> **ENTRIES**:
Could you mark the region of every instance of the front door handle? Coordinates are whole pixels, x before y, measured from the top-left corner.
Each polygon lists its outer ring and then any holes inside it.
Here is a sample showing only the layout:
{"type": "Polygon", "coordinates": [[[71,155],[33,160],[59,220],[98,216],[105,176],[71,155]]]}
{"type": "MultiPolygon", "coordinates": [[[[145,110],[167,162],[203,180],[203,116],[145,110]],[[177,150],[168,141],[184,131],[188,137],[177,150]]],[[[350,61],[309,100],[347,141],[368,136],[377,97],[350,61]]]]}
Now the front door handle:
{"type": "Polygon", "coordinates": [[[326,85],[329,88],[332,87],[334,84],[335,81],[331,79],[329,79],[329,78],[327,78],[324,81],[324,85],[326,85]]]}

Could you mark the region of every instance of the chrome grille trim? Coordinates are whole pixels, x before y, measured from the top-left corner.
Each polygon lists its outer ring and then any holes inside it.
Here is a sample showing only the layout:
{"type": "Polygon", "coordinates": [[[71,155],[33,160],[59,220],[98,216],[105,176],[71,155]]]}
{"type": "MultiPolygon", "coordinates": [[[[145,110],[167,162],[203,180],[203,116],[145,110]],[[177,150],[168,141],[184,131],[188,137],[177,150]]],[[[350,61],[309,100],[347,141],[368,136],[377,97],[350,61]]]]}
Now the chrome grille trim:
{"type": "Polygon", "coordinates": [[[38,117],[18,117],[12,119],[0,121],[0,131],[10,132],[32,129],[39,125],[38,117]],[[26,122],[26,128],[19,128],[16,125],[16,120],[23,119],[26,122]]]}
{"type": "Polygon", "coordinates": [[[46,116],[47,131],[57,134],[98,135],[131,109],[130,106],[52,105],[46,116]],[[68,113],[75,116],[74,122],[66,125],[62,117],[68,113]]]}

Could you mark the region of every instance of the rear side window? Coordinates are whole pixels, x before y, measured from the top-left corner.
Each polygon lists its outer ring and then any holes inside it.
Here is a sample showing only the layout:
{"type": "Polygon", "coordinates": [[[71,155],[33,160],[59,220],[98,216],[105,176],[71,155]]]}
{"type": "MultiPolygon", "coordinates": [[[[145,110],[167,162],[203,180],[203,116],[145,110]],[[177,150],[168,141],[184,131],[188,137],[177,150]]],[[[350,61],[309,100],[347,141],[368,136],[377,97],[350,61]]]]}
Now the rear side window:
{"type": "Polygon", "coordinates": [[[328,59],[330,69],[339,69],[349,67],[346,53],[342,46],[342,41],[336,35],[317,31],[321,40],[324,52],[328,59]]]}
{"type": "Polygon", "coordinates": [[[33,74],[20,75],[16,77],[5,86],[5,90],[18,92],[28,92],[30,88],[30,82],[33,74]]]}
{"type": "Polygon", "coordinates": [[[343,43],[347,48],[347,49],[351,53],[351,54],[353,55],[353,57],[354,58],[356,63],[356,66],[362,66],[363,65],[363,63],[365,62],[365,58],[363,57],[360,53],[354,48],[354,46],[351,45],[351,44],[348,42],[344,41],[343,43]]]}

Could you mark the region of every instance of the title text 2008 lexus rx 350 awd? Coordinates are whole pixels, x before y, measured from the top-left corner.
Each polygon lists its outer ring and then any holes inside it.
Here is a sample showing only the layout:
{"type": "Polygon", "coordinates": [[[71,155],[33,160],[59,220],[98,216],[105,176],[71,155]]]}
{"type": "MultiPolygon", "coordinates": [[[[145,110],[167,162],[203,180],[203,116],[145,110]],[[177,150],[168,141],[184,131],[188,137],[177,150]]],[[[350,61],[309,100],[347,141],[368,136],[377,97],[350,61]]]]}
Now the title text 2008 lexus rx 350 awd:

> **SHORT TASK**:
Could you put every line of the data from the one holding "Could you mark the region of every instance of the title" through the end of the data, both ends included, into a Markdown table with the columns Row and Line, leaving out blank lines?

> **RESPONSE TO THE EXERCISE**:
| Row | Line |
|---|---|
| 1 | Could you mark the region of every instance of the title text 2008 lexus rx 350 awd? Coordinates are whole pixels, x before y, measured from the top-left corner. |
| 2 | Each polygon lists its outer ring and then any holes inside it. |
| 3 | Here is a sample showing only the layout: |
| 4 | {"type": "Polygon", "coordinates": [[[71,155],[33,160],[59,220],[98,216],[105,176],[71,155]]]} |
| 5 | {"type": "MultiPolygon", "coordinates": [[[[145,110],[167,162],[203,180],[203,116],[145,110]],[[177,150],[168,141],[184,131],[188,137],[177,150]]],[[[350,61],[309,100],[347,141],[368,136],[377,97],[350,61]]]]} |
| 6 | Now the title text 2008 lexus rx 350 awd: |